* _TASK GOAL_
Print all the records exactly as they stand.

Text-to-region grounding data:
::::::
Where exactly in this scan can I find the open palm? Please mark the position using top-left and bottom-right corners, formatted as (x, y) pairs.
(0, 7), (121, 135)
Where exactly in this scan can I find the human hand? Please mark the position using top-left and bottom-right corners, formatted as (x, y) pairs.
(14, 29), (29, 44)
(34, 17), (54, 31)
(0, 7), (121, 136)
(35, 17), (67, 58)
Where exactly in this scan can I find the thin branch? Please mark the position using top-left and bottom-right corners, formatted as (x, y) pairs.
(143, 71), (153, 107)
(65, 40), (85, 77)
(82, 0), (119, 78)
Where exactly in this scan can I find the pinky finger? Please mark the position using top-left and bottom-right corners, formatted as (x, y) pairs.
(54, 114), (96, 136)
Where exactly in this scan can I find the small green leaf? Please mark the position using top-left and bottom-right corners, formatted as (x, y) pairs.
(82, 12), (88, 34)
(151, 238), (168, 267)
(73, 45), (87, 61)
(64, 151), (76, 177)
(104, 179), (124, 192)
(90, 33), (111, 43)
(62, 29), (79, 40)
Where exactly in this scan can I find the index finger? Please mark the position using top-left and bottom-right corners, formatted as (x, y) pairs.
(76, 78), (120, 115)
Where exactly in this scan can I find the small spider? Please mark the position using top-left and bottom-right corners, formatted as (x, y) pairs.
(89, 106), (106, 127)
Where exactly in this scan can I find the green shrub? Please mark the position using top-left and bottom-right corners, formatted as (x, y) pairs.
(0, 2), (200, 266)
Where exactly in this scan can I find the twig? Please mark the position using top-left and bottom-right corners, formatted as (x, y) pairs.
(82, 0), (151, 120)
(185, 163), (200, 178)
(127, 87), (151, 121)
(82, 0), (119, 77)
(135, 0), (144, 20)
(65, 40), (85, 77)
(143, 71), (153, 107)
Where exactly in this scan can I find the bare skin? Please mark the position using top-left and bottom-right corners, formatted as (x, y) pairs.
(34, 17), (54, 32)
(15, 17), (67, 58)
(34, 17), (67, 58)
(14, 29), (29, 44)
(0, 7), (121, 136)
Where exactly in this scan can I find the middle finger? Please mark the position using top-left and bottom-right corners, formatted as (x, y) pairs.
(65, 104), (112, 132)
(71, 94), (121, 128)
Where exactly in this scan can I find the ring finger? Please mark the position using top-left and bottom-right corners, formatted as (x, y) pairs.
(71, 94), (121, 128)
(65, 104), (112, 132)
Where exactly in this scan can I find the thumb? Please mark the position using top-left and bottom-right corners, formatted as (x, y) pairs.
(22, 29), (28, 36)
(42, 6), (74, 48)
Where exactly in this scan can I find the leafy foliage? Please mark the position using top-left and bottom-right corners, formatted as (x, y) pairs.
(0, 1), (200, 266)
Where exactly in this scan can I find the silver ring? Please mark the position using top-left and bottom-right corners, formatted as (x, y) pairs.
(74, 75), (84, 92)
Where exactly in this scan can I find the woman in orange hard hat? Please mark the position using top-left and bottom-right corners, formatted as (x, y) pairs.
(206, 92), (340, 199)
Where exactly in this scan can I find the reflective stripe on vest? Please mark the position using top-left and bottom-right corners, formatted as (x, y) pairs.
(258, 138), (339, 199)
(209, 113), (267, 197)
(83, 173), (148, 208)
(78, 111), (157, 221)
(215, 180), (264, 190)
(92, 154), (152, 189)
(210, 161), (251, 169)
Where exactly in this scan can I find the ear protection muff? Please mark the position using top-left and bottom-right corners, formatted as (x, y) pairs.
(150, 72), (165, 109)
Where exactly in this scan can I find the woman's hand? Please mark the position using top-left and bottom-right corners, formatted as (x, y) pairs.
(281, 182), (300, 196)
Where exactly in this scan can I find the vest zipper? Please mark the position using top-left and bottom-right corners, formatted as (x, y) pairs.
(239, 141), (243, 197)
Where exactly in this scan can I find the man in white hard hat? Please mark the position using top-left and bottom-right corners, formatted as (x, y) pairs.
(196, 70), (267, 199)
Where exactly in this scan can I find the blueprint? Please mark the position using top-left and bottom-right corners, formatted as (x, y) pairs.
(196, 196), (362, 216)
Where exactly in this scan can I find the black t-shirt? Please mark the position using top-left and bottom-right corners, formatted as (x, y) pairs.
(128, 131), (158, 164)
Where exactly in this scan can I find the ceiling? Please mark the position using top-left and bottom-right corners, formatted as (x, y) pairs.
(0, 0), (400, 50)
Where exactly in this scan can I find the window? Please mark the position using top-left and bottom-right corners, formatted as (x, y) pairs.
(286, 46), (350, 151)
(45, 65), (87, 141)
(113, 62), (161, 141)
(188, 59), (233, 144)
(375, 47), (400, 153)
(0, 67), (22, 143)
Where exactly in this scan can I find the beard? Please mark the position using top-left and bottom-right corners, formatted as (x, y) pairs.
::::::
* _YOUR SOLUTION_
Where exactly in this scan can I find the open palm? Please mark the position using top-left and bottom-right corners, formatted as (x, y) pairs.
(0, 7), (121, 135)
Where exactly in this scan can I find the human hand? Please mark the position using top-left and bottom-right corners, formatted as (x, y) pairs.
(14, 29), (29, 44)
(34, 17), (54, 31)
(0, 7), (121, 136)
(35, 17), (67, 58)
Where exactly in this scan can I find the thin branch? Please mark the position using top-left and bottom-right corners, formatted as (x, y) pairs.
(143, 71), (153, 107)
(65, 40), (85, 77)
(82, 0), (119, 78)
Where exactly in this scan can I find the pinky finger? Please mark the position using top-left and bottom-right corners, formatted as (x, y) pairs.
(54, 114), (96, 136)
Where exactly in this scan can I find the small green leaf? Please mark the position using top-left and bottom-right corners, formatted as (x, y) pairs.
(82, 12), (88, 34)
(151, 238), (168, 267)
(73, 45), (87, 61)
(64, 151), (76, 177)
(104, 179), (124, 192)
(90, 33), (111, 43)
(62, 29), (79, 40)
Where exactly in this scan can I find the index finger? Please mark the position using top-left and bottom-right corners, formatted as (x, y) pairs.
(76, 78), (120, 115)
Where exactly in this scan can I find the small spider? Please mark the position using top-left and bottom-right corners, formatted as (x, y) pairs.
(89, 106), (106, 127)
Where exactly in this scan can I find the green shrub? Please mark the position using top-left and bottom-right corners, formatted as (x, y) pairs.
(0, 2), (200, 266)
Where exactly in this scan can I find the twig? Please mark the position using top-left and bottom-right corners, formatted as (x, y) pairs.
(82, 0), (151, 120)
(185, 163), (200, 178)
(127, 87), (151, 121)
(82, 0), (119, 77)
(135, 0), (144, 20)
(65, 40), (85, 77)
(143, 71), (153, 107)
Where exactly in this scan can I find the bare skin? Please mark the position using top-left and bottom-right corners, formatted as (x, y) pairs.
(34, 17), (54, 32)
(15, 17), (67, 58)
(34, 17), (67, 58)
(14, 29), (29, 44)
(0, 7), (121, 136)
Where exactly in this scan can I find the middle finger? Please mark the position using top-left and bottom-right corners, formatted as (x, y) pairs.
(65, 104), (112, 132)
(71, 94), (121, 128)
Where exactly in this scan can I find the ring finger? Please mark the position using top-left and bottom-right corners, formatted as (x, y) pairs.
(71, 94), (121, 128)
(65, 104), (112, 132)
Where exactly in this scan can I find the thumb? Please mark the position using top-left and bottom-right corners, formatted as (x, y) pairs.
(22, 29), (28, 36)
(42, 6), (74, 48)
Where exactly in this scan can I find the leafy foliage? Please mark the position using top-left and bottom-right corners, formatted as (x, y) pairs.
(0, 1), (200, 266)
Where exactly in this scan can I find the silver ring? Please mark the position using top-left and bottom-right corners, formatted as (x, y) pairs.
(74, 75), (84, 92)
Where exactly in this scan can I find the woman in orange hard hat? Please mark the position using top-left and bottom-right corners, formatted as (x, y) pairs.
(206, 92), (340, 199)
Where exactly in this scan can I find the reflective stripe on vest? Please mark the position using top-left and bottom-right corners, formatted as (x, y) pairs.
(258, 138), (339, 199)
(209, 113), (267, 197)
(83, 173), (148, 208)
(78, 111), (157, 221)
(215, 180), (264, 190)
(92, 154), (152, 189)
(210, 161), (251, 169)
Where exactly in this scan can I find the ear protection muff? Please mark the position using top-left and bottom-right corners, formatted as (x, y) pairs.
(150, 72), (165, 109)
Where exactly in this scan can I find the woman's hand? Please mark the position using top-left and bottom-right corners, formatted as (x, y) pairs.
(281, 182), (300, 196)
Where exactly in this scan can I find the vest zipper? Please mark the position using top-left and bottom-right corners, formatted as (x, y) pairs.
(239, 141), (243, 197)
Where exactly in this scan can I find the man in white hard hat? Please mark the position using top-left and bottom-right corners, formatted as (x, y) pairs.
(196, 70), (267, 199)
Where exactly in this scan can I find the blueprint? Please mark the position using top-left and bottom-right corners, formatted as (x, y) pairs.
(196, 196), (362, 216)
Where exactly in this scan can I find the black t-shirt? Please mark the position using top-left and bottom-right corners, formatted as (x, y) pairs.
(128, 131), (158, 164)
Where exactly in this scan can I find the ceiling? Please mark the position using top-left and bottom-right corners, formatted as (x, y) pairs.
(0, 0), (400, 50)
Where exactly in this scan can I find the window? Please mark the position using top-left and bottom-right corners, formatted as (x, y) pairs.
(286, 46), (350, 151)
(45, 65), (87, 141)
(113, 62), (161, 141)
(188, 59), (233, 144)
(375, 47), (400, 153)
(0, 67), (22, 143)
Where exactly in this scan can I find the beard? Please mark the position using top-left and bottom-right corners, formatted as (x, y) pairs.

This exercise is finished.